START Records supplied

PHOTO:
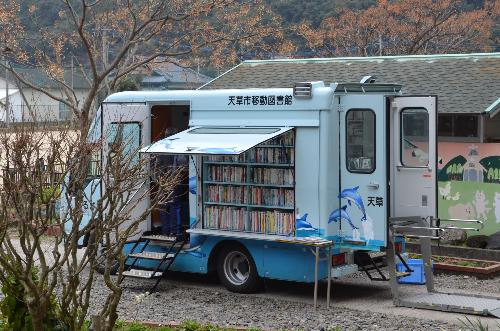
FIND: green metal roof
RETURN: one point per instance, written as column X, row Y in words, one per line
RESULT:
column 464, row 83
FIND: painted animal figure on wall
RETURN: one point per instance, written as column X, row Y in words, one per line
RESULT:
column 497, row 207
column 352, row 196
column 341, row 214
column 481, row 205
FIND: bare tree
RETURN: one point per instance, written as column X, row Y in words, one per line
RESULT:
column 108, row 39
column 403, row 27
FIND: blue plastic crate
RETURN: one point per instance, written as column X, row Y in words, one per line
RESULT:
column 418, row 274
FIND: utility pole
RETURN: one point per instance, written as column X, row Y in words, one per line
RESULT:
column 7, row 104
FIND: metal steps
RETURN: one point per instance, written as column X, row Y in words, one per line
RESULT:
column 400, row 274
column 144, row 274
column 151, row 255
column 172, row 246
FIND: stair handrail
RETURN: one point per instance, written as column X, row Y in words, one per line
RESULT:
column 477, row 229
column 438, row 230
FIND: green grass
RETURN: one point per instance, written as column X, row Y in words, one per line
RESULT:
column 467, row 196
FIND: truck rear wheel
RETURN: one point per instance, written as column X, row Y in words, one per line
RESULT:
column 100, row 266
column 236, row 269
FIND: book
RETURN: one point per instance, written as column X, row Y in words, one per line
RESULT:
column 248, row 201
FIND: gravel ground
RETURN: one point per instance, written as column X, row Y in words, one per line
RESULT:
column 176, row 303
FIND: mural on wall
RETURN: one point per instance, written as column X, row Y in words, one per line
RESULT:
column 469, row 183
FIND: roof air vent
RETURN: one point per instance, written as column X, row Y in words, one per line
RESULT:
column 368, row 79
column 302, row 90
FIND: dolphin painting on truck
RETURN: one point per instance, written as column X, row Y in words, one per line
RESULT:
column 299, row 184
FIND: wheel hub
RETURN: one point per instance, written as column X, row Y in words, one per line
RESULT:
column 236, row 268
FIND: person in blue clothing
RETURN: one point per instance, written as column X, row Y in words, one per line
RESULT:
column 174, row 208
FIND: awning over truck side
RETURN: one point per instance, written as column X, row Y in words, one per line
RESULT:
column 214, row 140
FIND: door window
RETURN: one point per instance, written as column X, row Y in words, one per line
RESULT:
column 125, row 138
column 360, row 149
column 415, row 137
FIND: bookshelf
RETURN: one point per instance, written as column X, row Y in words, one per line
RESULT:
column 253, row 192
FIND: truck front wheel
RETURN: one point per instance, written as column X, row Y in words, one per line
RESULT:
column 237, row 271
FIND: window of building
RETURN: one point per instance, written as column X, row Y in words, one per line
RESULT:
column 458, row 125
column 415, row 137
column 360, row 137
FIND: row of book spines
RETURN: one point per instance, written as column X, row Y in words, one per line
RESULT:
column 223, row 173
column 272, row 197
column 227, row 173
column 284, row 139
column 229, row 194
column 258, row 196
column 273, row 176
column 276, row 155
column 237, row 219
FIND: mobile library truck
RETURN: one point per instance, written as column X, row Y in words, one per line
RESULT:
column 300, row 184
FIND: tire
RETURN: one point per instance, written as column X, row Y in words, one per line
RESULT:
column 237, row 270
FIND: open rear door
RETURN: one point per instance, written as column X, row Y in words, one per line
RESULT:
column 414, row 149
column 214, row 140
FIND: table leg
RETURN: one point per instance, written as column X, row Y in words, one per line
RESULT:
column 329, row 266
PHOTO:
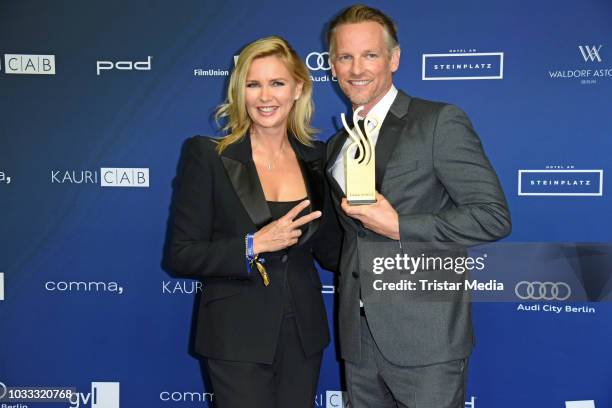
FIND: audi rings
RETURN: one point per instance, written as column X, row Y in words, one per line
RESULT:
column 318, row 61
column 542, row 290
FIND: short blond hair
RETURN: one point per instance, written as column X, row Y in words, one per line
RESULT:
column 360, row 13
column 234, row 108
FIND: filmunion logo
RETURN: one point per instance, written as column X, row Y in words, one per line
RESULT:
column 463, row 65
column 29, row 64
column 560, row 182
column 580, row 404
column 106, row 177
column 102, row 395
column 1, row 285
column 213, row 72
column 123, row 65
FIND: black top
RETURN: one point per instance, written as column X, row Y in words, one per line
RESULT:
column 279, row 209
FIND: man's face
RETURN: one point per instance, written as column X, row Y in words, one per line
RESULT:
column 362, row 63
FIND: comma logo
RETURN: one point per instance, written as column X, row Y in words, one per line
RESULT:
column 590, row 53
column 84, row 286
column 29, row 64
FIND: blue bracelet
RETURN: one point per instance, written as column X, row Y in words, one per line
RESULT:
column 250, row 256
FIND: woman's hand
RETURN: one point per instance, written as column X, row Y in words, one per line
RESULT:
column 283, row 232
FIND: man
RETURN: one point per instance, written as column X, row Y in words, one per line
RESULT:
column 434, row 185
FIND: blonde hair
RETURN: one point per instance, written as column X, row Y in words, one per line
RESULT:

END Records supplied

- **How to complete this task**
Print every record above exactly, but no pictures.

- **Response to this task**
PHOTO:
FIND: green metal roof
RETURN: one point per instance, written as column X, row Y in words, one per line
RESULT:
column 464, row 83
FIND: painted animal figure on wall
RETURN: one point per instance, written as column X, row Y in words, one per line
RESULT:
column 497, row 207
column 352, row 196
column 341, row 214
column 481, row 205
FIND: bare tree
RETURN: one point per instance, written as column X, row Y in words, one per line
RESULT:
column 108, row 39
column 403, row 27
FIND: blue plastic crate
RETURN: one point per instance, written as column X, row Y in words, one per line
RESULT:
column 418, row 274
FIND: utility pole
RETURN: one point per instance, written as column X, row Y in words, one per line
RESULT:
column 7, row 104
FIND: metal steps
RETURN: one point per instance, written as column X, row Y in words, one per line
RESULT:
column 400, row 274
column 144, row 274
column 151, row 255
column 172, row 246
FIND: stair handrail
RETURN: one point per instance, written as column X, row Y in words, one per line
RESULT:
column 477, row 229
column 438, row 230
FIND: green grass
RETURN: one point per instance, written as column X, row Y in words, one per line
RESULT:
column 467, row 196
FIND: truck rear wheel
RETURN: one point per instance, written as column X, row Y in words, one per line
RESULT:
column 100, row 266
column 236, row 269
FIND: book
RETURN: one point per instance, written as column X, row Y in words, one per line
RESULT:
column 248, row 201
FIND: gravel ground
RETURN: one point per instance, written as column X, row Y in words, one per line
RESULT:
column 176, row 303
FIND: mural on wall
RETURN: one point per instance, written as column X, row Y in words, one per line
RESULT:
column 469, row 183
FIND: roof air vent
RETURN: one point per instance, written as column X, row Y in words, one per line
RESULT:
column 368, row 79
column 302, row 90
FIND: dolphin painting on truck
RETURN: one point per instance, written as column X, row Y in words, one per line
RESULT:
column 299, row 184
FIND: wheel hub
RETURN: one point per instance, written as column X, row Y in words, one per line
RESULT:
column 236, row 268
FIND: person in blue clothing
RETURN: one point per instance, written as column X, row Y in words, one per line
RESULT:
column 174, row 208
FIND: awning over truck side
RETURN: one point per instance, written as column X, row Y in words, one per line
RESULT:
column 214, row 140
FIND: door window
RETURN: one point per instance, written as column X, row Y in words, one per line
RESULT:
column 125, row 138
column 360, row 149
column 415, row 137
FIND: bookshelf
RETURN: one point per instance, written as column X, row Y in words, one per line
RESULT:
column 253, row 192
FIND: truck front wheel
RETURN: one point per instance, written as column X, row Y in words, one per line
RESULT:
column 237, row 271
FIND: window of building
RETURN: one point per instance, written as column X, row Y in words, one per line
RESULT:
column 458, row 125
column 415, row 137
column 360, row 137
FIND: row of book spines
RETURN: one point per instance, written as column X, row Y in words, one per line
RESULT:
column 223, row 173
column 272, row 197
column 227, row 173
column 284, row 139
column 229, row 194
column 258, row 196
column 273, row 176
column 276, row 155
column 237, row 219
FIND: mobile library truck
RETURN: one point per instance, written as column X, row Y in words, one per line
RESULT:
column 300, row 184
FIND: tire
RETURN: one point per instance, written as column X, row Y in words, one per line
RESULT:
column 237, row 270
FIND: open rear door
RETURN: one point per instance, written as column X, row Y in words, one per line
RESULT:
column 414, row 149
column 214, row 140
FIND: table leg
RETURN: one point per instance, written as column X, row Y in words, one per line
RESULT:
column 329, row 266
PHOTO:
FIND: audi rings
RETURN: one point per instance, written as column X, row Y in words, one per line
RESULT:
column 318, row 61
column 542, row 290
FIND: short blond hair
RETURN: one point per instance, written as column X, row Y in words, one per line
RESULT:
column 360, row 13
column 234, row 108
FIND: filmunion logo
RETURN: one point per instance, written as column X, row Y in words, one per line
RESULT:
column 463, row 65
column 29, row 64
column 560, row 182
column 580, row 404
column 106, row 177
column 102, row 395
column 1, row 285
column 213, row 72
column 123, row 65
FIND: black top
RETURN: one point per instance, written as column X, row Y in words, one per line
RESULT:
column 279, row 209
FIND: man's face
RETURN: one point per instance, written as column X, row Y in words, one per line
RESULT:
column 362, row 63
FIND: comma logo
RETURN: one point per instance, written as column X, row Y in words, one per line
RESULT:
column 590, row 53
column 84, row 286
column 29, row 64
FIND: blue bracelet
RETURN: one point per instance, written as column X, row Y in words, one per line
RESULT:
column 250, row 256
FIND: woman's hand
RETURN: one point per instance, written as column X, row Y in words, one per line
RESULT:
column 283, row 232
FIND: man
RETURN: one point per instance, written as column X, row Y in words, one per line
RESULT:
column 434, row 185
FIND: blonde hair
RETURN: one point per instance, written as column X, row Y in words, one per line
RESULT:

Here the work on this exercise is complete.